AIM OF THE EXERCISE:
Give the part of the items below that opens with the line containing "point: one pixel per instance, each like <point>494,112</point>." and closes with the line containing "<point>397,121</point>", both included, as a JSON list of strings with one string per line and blank lines left out. Leave the pictures out.

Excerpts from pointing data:
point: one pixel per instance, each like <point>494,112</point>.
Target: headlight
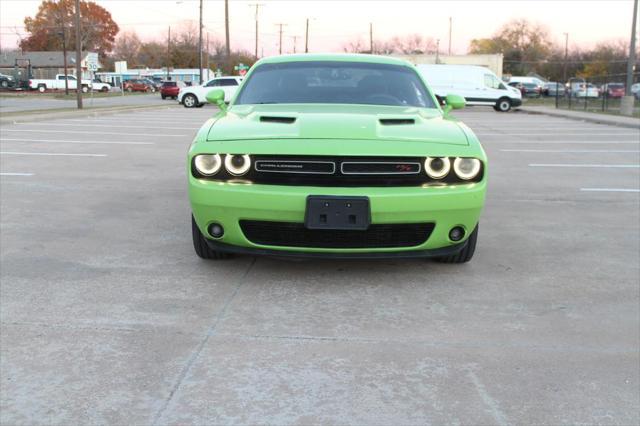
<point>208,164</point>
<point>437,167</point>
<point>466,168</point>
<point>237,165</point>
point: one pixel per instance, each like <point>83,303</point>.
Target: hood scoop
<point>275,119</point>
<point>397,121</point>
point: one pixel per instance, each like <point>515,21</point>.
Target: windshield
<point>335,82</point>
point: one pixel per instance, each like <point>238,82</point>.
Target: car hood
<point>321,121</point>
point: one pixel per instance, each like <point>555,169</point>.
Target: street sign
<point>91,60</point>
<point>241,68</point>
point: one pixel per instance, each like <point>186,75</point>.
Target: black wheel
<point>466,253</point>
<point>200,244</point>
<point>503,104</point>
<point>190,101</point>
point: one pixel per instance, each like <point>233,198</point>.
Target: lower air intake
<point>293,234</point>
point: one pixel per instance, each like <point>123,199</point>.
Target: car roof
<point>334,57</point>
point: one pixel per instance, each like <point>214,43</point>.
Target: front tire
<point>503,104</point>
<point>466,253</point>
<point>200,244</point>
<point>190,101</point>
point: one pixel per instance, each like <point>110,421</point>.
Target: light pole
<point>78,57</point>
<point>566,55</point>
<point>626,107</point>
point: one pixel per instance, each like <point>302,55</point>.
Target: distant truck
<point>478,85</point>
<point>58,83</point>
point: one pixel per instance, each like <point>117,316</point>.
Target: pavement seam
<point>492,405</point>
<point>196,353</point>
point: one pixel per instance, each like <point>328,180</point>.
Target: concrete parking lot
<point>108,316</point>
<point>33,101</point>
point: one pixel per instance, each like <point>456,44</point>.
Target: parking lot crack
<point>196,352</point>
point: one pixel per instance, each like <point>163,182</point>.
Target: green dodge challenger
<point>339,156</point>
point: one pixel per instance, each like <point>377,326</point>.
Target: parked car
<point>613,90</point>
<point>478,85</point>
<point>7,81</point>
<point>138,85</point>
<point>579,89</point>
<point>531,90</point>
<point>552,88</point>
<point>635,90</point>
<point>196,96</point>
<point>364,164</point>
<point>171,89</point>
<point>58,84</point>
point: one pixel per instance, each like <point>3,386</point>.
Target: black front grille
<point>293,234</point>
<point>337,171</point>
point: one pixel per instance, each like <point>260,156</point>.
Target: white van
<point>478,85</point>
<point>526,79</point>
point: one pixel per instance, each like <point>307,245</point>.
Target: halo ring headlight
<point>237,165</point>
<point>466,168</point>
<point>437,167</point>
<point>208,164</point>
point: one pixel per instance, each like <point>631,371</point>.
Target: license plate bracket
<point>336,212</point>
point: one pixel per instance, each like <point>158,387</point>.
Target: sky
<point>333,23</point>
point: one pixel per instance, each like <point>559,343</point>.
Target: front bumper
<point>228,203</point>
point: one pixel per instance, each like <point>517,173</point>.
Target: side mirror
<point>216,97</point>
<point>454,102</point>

--

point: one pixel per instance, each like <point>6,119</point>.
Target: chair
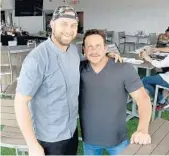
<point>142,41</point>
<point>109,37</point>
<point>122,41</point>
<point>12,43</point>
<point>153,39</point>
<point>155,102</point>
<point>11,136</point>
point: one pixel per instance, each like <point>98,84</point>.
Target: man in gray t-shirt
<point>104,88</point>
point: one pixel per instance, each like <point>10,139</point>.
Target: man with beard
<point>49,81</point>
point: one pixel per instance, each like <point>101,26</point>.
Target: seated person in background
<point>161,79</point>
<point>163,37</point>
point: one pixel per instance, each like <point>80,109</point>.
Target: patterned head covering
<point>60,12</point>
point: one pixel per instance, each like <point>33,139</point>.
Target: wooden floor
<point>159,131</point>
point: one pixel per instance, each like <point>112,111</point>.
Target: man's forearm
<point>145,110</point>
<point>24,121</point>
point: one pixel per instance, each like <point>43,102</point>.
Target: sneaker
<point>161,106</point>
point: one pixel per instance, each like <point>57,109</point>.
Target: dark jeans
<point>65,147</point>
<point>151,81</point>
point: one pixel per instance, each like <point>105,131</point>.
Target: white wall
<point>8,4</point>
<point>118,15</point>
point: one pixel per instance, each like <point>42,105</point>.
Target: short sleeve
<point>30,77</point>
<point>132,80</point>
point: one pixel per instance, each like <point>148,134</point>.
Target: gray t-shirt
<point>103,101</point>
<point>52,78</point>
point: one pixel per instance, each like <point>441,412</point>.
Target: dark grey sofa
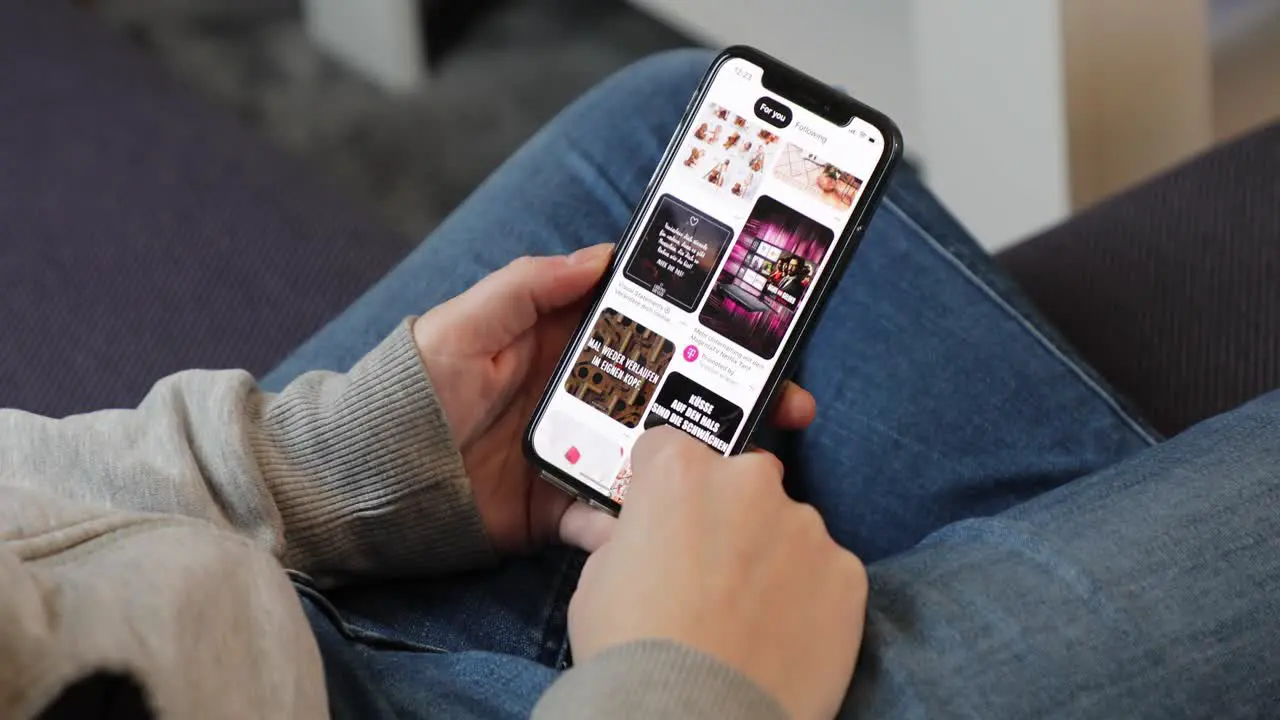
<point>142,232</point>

--

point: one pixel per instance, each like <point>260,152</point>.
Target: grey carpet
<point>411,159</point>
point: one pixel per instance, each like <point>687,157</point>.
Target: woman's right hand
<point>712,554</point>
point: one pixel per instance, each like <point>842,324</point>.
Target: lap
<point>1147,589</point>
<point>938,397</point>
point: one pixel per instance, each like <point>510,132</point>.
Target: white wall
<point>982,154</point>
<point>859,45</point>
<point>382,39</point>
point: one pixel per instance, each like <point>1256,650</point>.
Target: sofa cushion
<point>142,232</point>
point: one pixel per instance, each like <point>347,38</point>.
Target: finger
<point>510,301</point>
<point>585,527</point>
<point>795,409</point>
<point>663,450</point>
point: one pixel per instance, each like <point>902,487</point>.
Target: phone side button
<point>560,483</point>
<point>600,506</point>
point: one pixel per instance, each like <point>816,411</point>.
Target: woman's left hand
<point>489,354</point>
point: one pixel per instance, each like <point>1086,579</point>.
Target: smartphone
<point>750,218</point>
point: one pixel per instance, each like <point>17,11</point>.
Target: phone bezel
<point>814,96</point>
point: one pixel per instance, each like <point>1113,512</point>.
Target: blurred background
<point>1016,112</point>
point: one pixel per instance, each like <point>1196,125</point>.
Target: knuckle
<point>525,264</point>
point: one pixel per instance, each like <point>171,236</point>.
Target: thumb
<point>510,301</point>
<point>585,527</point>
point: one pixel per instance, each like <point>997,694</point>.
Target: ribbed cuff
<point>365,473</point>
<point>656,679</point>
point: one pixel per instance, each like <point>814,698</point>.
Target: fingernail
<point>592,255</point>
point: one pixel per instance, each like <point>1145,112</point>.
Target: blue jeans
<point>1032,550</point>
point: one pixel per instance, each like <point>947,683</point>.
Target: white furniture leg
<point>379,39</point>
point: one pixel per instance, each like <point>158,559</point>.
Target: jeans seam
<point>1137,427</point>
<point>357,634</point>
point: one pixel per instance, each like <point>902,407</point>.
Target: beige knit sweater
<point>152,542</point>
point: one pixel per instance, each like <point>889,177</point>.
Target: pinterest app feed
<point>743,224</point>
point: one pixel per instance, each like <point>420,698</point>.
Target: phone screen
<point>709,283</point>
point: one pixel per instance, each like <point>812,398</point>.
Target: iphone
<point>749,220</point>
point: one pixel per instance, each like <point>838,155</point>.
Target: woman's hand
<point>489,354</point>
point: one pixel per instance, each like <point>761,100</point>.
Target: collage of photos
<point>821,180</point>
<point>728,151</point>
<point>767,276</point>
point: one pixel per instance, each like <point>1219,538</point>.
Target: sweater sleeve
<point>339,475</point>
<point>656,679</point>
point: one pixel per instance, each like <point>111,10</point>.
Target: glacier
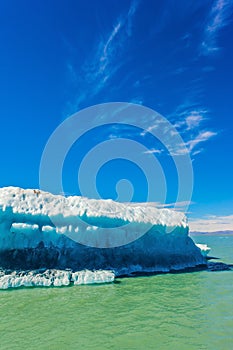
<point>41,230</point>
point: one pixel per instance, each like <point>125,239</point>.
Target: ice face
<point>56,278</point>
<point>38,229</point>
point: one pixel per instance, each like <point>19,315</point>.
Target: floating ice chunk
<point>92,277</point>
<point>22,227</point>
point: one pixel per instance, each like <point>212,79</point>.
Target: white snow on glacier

EXERCISE RESPONSE:
[
  "point: one pixel per instance, each like <point>494,112</point>.",
  "Target: headlight",
  "<point>208,164</point>",
  "<point>437,167</point>",
  "<point>466,168</point>",
  "<point>237,165</point>",
  "point: one pixel per instance, each like <point>83,303</point>.",
  "Target: hood scoop",
  "<point>275,119</point>",
  "<point>397,121</point>"
]